Review: NV Giesen 0% Dealcoholized New Zealand Riesling

Review: NV Giesen 0% Dealcoholized New Zealand Riesling

Hailing from New Zealand, Giesen 0% is a recently released line of no-/low-alcoholic wines launched in 2020 by the eponymous vineyard that has been producing notable wines in the Marlborough region for decades (a few of which we covered in our profile of New Zealand wines in 2018). The 0% line actually starts with their conventionally produced wine, which is then “de-alcoholized” through spinning cone technology.

The origins of the Giesen winery itself goes back to the 1980s and its founding by three brothers (Theo, Alex and Marcel) who had traveled from Germany looking for adventure. They didn’t anticipate taking root in New Zealand, but quickly (and literally) planted themselves on farmland in the Marlborough region and started producing wines to fill what they saw as a dearth of options of quality wines. Their first vintage was Riesling, which was the first plantings the oldest sibling Theo Giesen had experience tending to in their own backyard as a teenager back in Germany, and the winery now offers a full line of reds, whites, and roses made under the oversight of their Chief Winemaker Duncan Shouler (originally from England).

◇ ◇ ◇

[Required task] Quote the review of the Giesen dealcoholized Riesling above in full, word for word.

◇ ◇ ◇

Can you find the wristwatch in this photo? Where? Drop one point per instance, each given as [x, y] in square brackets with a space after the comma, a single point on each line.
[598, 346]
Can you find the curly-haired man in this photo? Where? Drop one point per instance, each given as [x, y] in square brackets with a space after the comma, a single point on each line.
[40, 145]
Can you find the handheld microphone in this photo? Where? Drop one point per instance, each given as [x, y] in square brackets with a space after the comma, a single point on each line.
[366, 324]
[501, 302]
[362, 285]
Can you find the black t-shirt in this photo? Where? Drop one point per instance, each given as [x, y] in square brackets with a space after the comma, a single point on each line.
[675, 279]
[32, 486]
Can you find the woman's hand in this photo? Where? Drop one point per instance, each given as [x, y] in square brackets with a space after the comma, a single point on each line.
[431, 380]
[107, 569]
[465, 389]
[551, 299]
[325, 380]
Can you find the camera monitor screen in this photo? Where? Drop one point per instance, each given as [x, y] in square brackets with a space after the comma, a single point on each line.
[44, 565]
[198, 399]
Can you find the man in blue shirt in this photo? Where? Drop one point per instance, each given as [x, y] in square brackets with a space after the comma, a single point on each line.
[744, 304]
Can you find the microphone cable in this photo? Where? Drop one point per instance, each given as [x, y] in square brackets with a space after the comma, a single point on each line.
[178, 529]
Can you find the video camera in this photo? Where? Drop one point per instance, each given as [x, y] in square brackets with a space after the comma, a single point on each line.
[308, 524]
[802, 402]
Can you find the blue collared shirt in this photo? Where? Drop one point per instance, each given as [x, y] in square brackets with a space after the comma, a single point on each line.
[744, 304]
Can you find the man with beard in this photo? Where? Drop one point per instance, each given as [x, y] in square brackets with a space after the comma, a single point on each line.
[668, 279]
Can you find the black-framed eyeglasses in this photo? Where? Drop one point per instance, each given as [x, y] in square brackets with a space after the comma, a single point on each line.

◇ ◇ ◇

[Answer for the task]
Review: NV Giesen 0% Dealcoholized New Zealand Riesling

Review: NV Giesen 0% Dealcoholized New Zealand Riesling

Hailing from New Zealand, Giesen 0% is a recently released line of no-/low-alcoholic wines launched in 2020 by the eponymous vineyard that has been producing notable wines in the Marlborough region for decades (a few of which we covered in our profile of New Zealand wines in 2018). The 0% line actually starts with their conventionally produced wine, which is then “de-alcoholized” through spinning cone technology.

The origins of the Giesen winery itself goes back to the 1980s and its founding by three brothers (Theo, Alex and Marcel) who had traveled from Germany looking for adventure. They didn’t anticipate taking root in New Zealand, but quickly (and literally) planted themselves on farmland in the Marlborough region and started producing wines to fill what they saw as a dearth of options of quality wines. Their first vintage was Riesling, which was the first plantings the oldest sibling Theo Giesen had experience tending to in their own backyard as a teenager back in Germany, and the winery now offers a full line of reds, whites, and roses made under the oversight of their Chief Winemaker Duncan Shouler (originally from England).